Directions for this task: Revise the virtual router upgrade post between "Please review, test" and "during rolling reboots.", inclusive, and reproduce that passage with "screenshots" changed to "logs".

Page:
* * * *

All,

A short-term solution to VR upgrade or network restart (with cleanup=true) has 
been implemented:


- The strategy for redundant VRs builds on top of Wei's original patch where 
backup routers are removed and replace in a rolling basis. The downtime I saw 
was usually 0-2 seconds, and theoretically downtime is maximum of [0, 
3*advertisement interval + skew seconds] or 0-10 seconds (with cloudstack's 
default of 1s advertisement interval).


- For non-redundant routers, I've implemented a strategy where first a new VR 
is deployed, then old VR is powered-off/destroyed, and the new VR is again 
re-programmed. With this strategy, two identical VRs may be up for a brief 
moment (few seconds) where both can serve traffic, however the new VR performs 
arp-ping on its interfaces to update neighbours. After the old VR is removed, 
the new VR is re-programmed which among many things performs another arpping. 
The theoretical downtime is therefore limited by the arp-cache refresh which 
can be up to 30 seconds. In my experiments, against various VMware, KVM and 
XenServer versions I found that the downtime was indeed less than 30s, usually 
between 5-20 seconds. Compared to older ACS versions, especially in cases where 
VRs deployment require full volume copy (like in VMware) a 10x-12x improvement 
was seen.


Please review, test the following PRs which has test details, benchmarks, and 
some screenshots:

https://github.com/apache/cloudstack/pull/2508


Future work can be driven towards making all VRs redundant enabled by default 
that can allow for a firewall+connections state transfer (conntrackd + VRRP2/3 
based) during rolling reboots.

* * * *

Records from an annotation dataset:
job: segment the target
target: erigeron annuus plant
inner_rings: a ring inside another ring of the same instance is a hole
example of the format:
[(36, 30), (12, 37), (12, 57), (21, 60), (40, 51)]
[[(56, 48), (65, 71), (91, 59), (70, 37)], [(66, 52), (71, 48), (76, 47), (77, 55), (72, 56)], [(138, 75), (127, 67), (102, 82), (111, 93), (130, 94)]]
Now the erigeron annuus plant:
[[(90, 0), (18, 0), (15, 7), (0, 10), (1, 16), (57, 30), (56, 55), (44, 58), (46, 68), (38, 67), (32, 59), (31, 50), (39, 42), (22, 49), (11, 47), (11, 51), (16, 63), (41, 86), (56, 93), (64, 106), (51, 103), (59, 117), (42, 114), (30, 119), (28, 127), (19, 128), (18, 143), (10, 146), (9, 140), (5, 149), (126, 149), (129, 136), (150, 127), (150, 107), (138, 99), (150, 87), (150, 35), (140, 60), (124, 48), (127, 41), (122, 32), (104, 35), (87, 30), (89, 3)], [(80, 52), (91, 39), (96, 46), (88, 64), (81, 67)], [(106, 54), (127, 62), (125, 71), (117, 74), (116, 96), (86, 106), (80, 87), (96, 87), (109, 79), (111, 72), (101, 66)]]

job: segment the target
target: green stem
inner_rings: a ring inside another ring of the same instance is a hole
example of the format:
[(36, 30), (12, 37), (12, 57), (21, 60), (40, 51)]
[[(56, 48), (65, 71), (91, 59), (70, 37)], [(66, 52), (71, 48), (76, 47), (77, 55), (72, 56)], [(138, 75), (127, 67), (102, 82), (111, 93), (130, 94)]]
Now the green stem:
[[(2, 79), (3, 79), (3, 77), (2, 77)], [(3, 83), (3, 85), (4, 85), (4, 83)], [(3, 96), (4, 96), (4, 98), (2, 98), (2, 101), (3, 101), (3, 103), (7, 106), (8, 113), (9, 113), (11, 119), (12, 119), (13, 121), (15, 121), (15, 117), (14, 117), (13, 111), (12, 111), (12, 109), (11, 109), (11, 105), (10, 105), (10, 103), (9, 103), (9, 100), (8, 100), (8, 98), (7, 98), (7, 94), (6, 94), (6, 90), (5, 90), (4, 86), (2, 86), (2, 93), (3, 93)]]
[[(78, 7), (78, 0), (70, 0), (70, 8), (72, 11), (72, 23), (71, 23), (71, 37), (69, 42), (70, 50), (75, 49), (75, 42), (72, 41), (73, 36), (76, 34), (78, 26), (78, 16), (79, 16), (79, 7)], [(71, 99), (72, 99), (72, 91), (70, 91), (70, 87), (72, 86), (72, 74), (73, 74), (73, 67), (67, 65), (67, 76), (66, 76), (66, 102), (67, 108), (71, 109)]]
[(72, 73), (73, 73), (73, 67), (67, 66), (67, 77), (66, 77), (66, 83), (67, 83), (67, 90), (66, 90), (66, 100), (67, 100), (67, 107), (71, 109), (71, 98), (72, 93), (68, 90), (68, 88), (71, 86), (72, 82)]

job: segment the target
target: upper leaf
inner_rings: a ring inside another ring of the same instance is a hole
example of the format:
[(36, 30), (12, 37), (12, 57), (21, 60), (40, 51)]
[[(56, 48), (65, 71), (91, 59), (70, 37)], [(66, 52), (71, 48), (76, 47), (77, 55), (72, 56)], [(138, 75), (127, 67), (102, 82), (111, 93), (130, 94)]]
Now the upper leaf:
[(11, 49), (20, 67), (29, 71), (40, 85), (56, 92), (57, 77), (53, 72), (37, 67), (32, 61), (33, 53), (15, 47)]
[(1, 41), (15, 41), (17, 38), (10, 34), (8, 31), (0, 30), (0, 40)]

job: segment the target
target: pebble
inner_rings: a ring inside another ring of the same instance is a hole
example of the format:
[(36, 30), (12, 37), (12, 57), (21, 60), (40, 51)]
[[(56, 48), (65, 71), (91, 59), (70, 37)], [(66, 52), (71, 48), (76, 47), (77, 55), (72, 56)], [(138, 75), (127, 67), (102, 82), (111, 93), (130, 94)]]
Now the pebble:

* * * *

Answer to the problem:
Please review, test the following PRs which has test details, benchmarks, and 
some logs:

https://github.com/apache/cloudstack/pull/2508


Future work can be driven towards making all VRs redundant enabled by default 
that can allow for a firewall+connections state transfer (conntrackd + VRRP2/3 
based) during rolling reboots.